### [PETIT PROBLÈME 1]
Répondez à ces questions sur le texte au sujet de l'œuf et de la poule :
(a) D'où le moniteur d'auto-école tirait-il son autorité ?
(b) À combien d'essais la première créature ailée a-t-elle eu droit ?
(c) Qui a probablement appris à marcher au premier hominidé ?
### [PETIT PROBLÈME 2]
Résumez en deux phrases le texte sur l'œuf et la poule.

Comment sortir de l’œuf et de la poule ?

 

Du temps où vous n’en meniez pas large derrière un volant, votre moniteur d’auto-école vous semblait la personne la plus apte à vous enseigner l’art de la conduite, le dépositaire d’un savoir ancestral.

Mais d’où tirait-il son autorité suprême ?

De son propre instructeur, nourri de l’expérience de ses prédécesseurs et ainsi de suite.

 

Sauf que holà holà ho.

Celui qui vous apprend a non seulement appris lui-même mais a appris à vous l’apprendre. Et celui qui lui a appris a dû être formé pour.

Or, le moteur seize soupapes n’a pas toujours existé. Historiquement, il a bien fallu qu’un casse-cou à qui personne n’avait rien inculqué s’élançât à l’assaut des nids-de-poule. Bientôt suivi de pionniers trop heureux de rouler sans permis et sans code sur lequel pisser à respecter.

 

Là, ça va parce qu’on arrive mentalement à remonter avant le Big Bang, bruit de la tôle froissée depuis l’origine. Mais en matière de passage de relais, l’aporie guette tôt ou tard.

 

Or donc, quelle attitude adopter ?
Réagissez en métaphysicien civilisé.
Plusieurs options s’offrent à vous :

 

♦  Admettez humblement que rien n’est linéaire et que l’humanité progresse par à-coups. Ainsi, malgré l’emballement technologique de ce siècle, ne connaîtrez-vous probablement pas la téléportation, échappatoire imparable au boulet qui surgit à l’horizon.

♦  Avez-vous jamais songé au nombre d’essais nécessaires à l’obtention de la toute première mayonnaise, sans aucune idée préconçue quant au résultat recherché ? S’il avait fallu attendre qu’une recette de grand-mère tombe toute cuite dans le bol, vous les boufferiez nature, vos crevettes, à l’heure qu’il est.

 

♦  De même, mesurez le culot (et, disons-le, l’inconscience) de la première créature ailée au moment de se jeter dans le vide, sans élastique et sans mode d’emploi. Dites-vous bien qu’elle n’eut droit qu’à un seul essai, contrairement à ces vils copieurs de frères Wright qui flinguèrent prototype sur prototype.

 

♦  La bipédie, voilà un flambeau transmis de génération en génération depuis la nuit des temps. ‘Tendez, vous nous faites marcher. Le premier hominidé, qui lui a montré comment faire, à çui-là ? Certainement pas son grand singe de père. Probablement un grizzly apprivoisé.
Reste à savoir quel dresseur d’ours il faut remercier.

### [DONNÉES BRUTES]
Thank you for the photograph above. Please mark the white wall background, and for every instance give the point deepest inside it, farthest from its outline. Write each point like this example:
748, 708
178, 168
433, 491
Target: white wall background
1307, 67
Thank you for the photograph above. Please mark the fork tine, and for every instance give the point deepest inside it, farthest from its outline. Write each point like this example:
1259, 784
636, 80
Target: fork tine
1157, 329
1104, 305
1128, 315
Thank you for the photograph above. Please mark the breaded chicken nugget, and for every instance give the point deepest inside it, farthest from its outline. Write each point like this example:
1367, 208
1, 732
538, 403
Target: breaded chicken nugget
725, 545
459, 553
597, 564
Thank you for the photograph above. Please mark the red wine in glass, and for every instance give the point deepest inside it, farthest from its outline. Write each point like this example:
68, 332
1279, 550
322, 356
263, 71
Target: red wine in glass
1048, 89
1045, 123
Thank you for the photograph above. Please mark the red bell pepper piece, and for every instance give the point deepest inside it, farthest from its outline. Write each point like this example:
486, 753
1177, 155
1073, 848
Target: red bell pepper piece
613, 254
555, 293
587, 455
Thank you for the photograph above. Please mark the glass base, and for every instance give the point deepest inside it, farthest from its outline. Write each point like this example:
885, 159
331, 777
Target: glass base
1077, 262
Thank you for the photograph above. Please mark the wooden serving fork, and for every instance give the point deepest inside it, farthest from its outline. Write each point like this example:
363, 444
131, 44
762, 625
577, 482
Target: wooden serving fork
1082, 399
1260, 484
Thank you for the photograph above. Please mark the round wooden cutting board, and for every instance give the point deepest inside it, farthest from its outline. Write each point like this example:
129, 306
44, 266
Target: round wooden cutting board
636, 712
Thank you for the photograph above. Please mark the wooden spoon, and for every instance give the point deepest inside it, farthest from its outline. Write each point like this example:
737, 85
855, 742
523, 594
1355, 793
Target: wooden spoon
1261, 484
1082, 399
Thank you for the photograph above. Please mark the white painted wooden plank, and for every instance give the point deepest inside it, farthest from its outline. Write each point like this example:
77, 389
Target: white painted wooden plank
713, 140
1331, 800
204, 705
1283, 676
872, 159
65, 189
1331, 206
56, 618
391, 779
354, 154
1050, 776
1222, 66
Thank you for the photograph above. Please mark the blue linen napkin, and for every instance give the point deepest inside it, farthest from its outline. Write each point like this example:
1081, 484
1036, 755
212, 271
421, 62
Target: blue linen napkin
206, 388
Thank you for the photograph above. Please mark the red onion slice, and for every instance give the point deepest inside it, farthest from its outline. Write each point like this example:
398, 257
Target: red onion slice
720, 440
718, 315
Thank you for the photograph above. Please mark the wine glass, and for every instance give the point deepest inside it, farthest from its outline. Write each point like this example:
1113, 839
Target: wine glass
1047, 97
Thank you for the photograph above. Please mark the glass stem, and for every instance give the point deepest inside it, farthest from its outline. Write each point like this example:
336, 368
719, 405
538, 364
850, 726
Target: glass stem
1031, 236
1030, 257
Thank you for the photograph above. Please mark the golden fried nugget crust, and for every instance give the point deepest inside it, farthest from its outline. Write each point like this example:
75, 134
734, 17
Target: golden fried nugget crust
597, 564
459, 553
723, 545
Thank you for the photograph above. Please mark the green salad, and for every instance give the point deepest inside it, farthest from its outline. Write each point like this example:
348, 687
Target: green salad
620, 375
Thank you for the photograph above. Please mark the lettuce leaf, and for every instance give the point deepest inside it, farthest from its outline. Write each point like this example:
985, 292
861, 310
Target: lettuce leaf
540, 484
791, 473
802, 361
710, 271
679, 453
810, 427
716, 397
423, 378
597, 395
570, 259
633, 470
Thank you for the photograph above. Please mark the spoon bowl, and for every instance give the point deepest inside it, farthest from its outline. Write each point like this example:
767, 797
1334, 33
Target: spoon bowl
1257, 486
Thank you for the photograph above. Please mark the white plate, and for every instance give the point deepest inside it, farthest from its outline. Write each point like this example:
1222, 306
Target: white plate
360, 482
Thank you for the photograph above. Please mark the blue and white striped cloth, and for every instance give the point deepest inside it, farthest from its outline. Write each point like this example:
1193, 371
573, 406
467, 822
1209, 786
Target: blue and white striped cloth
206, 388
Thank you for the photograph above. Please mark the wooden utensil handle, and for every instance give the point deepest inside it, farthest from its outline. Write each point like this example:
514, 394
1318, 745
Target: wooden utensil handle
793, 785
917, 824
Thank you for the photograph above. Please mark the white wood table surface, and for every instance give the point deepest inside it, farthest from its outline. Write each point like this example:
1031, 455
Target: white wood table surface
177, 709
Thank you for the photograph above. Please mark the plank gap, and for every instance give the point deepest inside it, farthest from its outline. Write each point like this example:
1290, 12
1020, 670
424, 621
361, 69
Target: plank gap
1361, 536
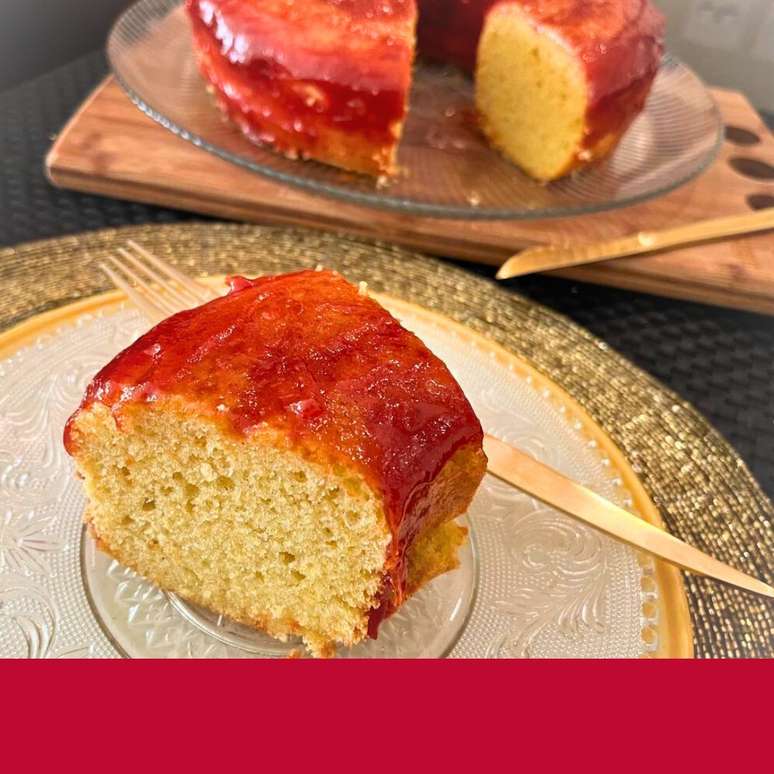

### [RÉPONSE COMPLÈTE 1]
(a) De son propre instructeur, nourri de l'expérience de ses prédécesseurs.
(b) À un seul essai.
(c) Probablement un grizzly apprivoisé.

### [RÉPONSE COMPLÈTE 2]
Le moniteur d'auto-école a été formé par un instructeur, lui-même formé avant lui, mais il a bien fallu qu'un premier casse-cou prenne la route sans que personne ne lui ait rien appris, si bien que toute chaîne de transmission finit par mener à l'aporie. Pour y faire face en métaphysicien civilisé, le texte propose d'admettre que l'humanité progresse par à-coups, et il donne en exemple les essais de la première mayonnaise, le saut de la première créature ailée et la bipédie du premier hominidé.